▶ **What needs to be done**
Rewrite the records as a numbered list, omitting blank lines and covering only the span from the line with "Pick out the stone paving, placing" to the line with "(345, 1023)", both lines included.

-- Begin Records shown --

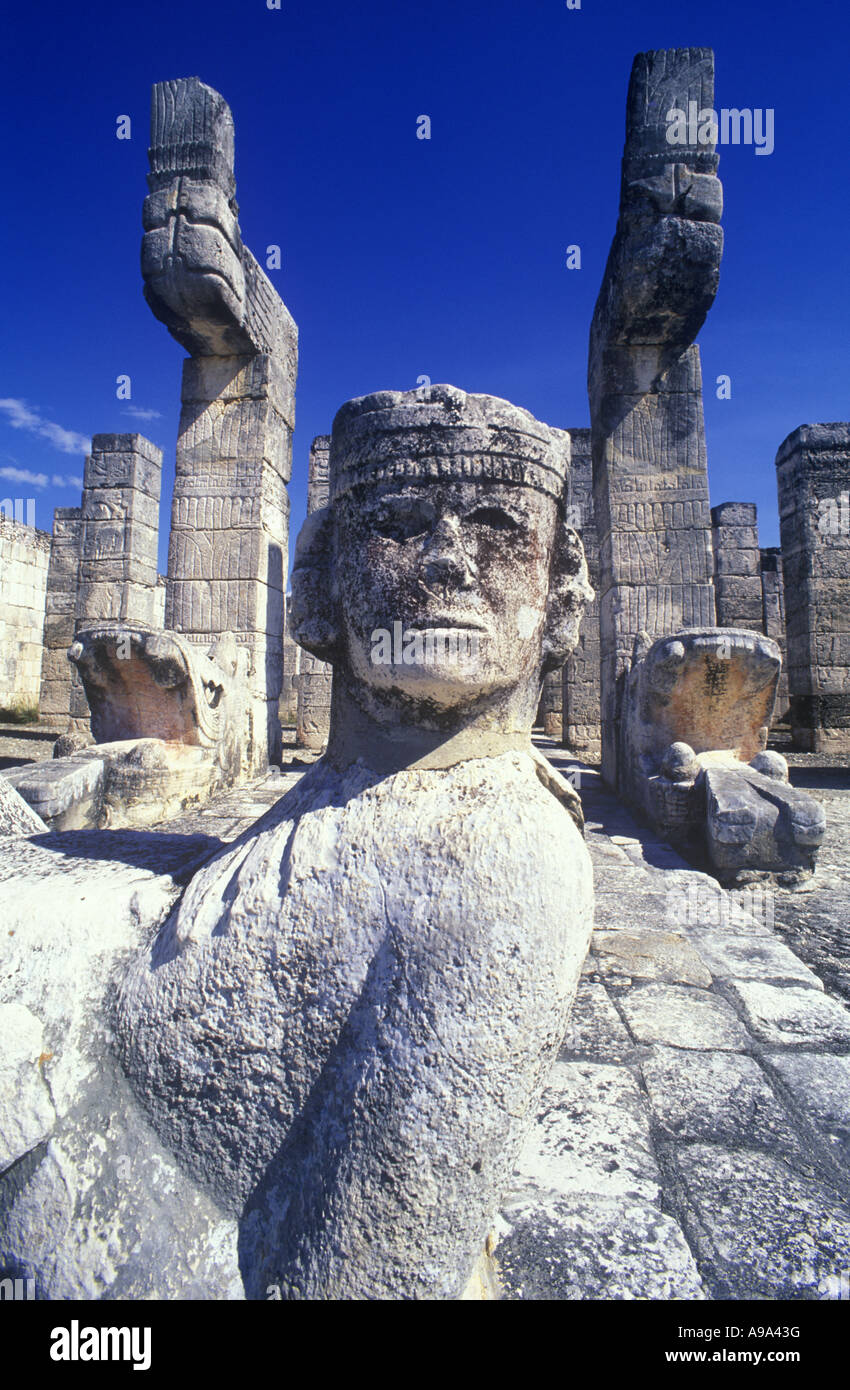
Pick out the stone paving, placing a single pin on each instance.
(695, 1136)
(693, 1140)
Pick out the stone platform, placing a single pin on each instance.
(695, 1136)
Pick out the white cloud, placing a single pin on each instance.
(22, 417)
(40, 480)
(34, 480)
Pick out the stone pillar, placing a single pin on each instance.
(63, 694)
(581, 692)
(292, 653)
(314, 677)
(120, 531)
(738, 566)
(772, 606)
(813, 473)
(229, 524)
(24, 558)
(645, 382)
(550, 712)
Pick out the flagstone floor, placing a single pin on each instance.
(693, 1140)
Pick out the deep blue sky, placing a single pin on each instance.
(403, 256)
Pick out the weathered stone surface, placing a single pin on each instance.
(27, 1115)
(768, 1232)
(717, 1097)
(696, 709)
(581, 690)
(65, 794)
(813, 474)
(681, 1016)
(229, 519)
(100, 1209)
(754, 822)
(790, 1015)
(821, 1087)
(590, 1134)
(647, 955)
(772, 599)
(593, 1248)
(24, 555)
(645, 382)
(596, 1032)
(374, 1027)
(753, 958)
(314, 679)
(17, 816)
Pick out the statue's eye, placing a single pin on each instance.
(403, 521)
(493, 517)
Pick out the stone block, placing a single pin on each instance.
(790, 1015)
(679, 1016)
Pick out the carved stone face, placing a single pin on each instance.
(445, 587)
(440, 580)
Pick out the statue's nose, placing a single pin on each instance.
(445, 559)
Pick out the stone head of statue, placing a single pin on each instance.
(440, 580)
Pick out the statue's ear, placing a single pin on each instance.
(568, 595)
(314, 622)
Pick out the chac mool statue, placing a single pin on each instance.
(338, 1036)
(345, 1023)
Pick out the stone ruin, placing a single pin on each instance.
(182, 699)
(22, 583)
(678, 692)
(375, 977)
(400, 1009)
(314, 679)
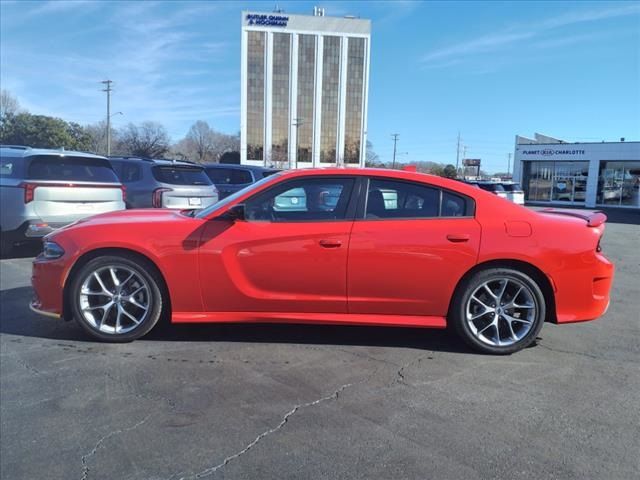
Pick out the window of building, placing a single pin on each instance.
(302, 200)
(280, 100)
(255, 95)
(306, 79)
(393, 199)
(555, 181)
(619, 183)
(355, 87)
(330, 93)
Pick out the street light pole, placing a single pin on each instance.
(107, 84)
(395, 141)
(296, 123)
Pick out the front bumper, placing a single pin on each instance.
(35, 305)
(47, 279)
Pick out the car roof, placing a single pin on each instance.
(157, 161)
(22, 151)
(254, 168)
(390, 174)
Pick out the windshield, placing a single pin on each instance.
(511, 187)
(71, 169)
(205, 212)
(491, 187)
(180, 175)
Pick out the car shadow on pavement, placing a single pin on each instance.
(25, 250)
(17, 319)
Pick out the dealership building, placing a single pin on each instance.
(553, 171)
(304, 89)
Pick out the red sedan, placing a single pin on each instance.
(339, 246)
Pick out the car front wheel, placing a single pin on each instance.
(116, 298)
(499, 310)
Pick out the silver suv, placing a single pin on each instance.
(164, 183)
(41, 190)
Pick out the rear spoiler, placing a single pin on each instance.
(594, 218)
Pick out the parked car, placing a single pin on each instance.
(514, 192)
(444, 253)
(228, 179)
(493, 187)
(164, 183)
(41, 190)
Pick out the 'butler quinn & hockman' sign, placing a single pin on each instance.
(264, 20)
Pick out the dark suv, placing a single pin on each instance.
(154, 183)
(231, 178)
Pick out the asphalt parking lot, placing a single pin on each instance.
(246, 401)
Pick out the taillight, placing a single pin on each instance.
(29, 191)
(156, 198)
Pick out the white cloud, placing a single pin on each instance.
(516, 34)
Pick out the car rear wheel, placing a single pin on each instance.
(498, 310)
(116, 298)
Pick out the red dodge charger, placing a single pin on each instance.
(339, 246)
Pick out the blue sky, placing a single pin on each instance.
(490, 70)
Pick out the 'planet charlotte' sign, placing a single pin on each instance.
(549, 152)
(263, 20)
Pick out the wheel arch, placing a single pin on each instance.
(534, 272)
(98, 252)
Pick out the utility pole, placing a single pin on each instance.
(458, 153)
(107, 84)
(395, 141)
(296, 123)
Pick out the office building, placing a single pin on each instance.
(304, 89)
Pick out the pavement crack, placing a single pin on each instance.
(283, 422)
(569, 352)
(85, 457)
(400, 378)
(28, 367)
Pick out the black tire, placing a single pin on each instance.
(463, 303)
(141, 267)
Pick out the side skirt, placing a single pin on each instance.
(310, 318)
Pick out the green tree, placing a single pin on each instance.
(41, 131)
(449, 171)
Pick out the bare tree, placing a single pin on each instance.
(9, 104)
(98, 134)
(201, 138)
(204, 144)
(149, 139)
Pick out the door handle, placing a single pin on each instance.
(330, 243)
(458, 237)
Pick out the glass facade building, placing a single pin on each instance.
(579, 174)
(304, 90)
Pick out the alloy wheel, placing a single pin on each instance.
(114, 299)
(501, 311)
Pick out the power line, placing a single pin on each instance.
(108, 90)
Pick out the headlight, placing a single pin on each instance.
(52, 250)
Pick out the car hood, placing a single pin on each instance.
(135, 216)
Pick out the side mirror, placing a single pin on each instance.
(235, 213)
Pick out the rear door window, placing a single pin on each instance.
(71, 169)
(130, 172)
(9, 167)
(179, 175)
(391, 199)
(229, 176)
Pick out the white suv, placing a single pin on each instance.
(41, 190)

-- End Records shown --
-- Begin Records shown --

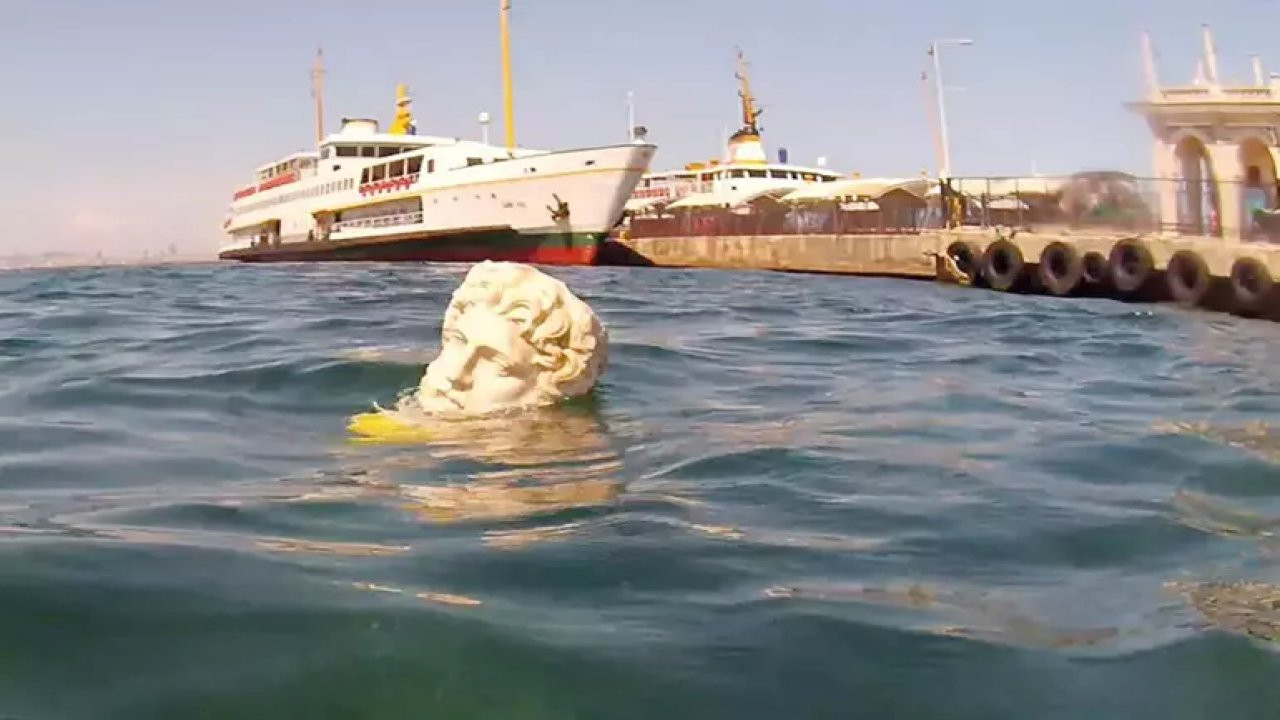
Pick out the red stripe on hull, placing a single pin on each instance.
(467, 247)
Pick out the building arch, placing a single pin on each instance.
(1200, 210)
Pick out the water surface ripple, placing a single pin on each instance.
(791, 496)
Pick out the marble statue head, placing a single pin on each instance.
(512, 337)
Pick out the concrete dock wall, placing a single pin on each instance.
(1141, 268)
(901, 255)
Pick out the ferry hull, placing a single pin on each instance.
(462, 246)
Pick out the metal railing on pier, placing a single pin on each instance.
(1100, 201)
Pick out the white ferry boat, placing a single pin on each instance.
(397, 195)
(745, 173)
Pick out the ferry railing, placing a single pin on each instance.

-- End Records shown --

▶ **Exercise response**
1. Pick out the stone paving, placing a single pin on each instance.
2. (695, 1136)
3. (693, 1140)
4. Pick out the stone platform, placing a single pin on each instance.
5. (695, 1136)
6. Pick out the white cloud, placing a single pin on each instance.
7. (22, 417)
8. (40, 480)
9. (34, 480)
10. Pick out the stone pillar, placing a single pin on each instance.
11. (63, 694)
12. (581, 692)
13. (292, 653)
14. (314, 677)
15. (120, 531)
16. (738, 566)
17. (772, 606)
18. (813, 473)
19. (229, 524)
20. (24, 558)
21. (645, 382)
22. (550, 712)
23. Pick out the flagstone floor, placing a single pin on each instance.
24. (693, 1140)
25. Pick out the deep blue sky, placing a single pin on each instance.
26. (403, 256)
27. Pick out the weathered stone surface, placing a single pin on each instance.
28. (27, 1115)
29. (768, 1232)
30. (717, 1097)
31. (696, 709)
32. (581, 690)
33. (65, 794)
34. (813, 474)
35. (681, 1016)
36. (229, 519)
37. (100, 1209)
38. (754, 822)
39. (790, 1015)
40. (821, 1087)
41. (590, 1134)
42. (647, 955)
43. (772, 599)
44. (593, 1248)
45. (24, 555)
46. (645, 382)
47. (596, 1032)
48. (374, 1027)
49. (753, 958)
50. (314, 679)
51. (17, 816)
52. Pick out the statue's eye, placing a single pin on each instance.
53. (403, 521)
54. (493, 517)
55. Pick out the stone block, placing a single pin on each instance.
56. (790, 1015)
57. (679, 1016)
58. Pick out the carved stone face, placing a single pin on each instance.
59. (445, 587)
60. (440, 580)
61. Pick out the statue's nose, placing a single pin on each instance.
62. (445, 559)
63. Pick out the stone head of statue, placing a single pin on each instance.
64. (440, 580)
65. Pick out the statue's ear, placing a single pin on each instance.
66. (568, 595)
67. (314, 622)
68. Pick out the chac mool statue, placing a single pin on each instance.
69. (338, 1036)
70. (345, 1023)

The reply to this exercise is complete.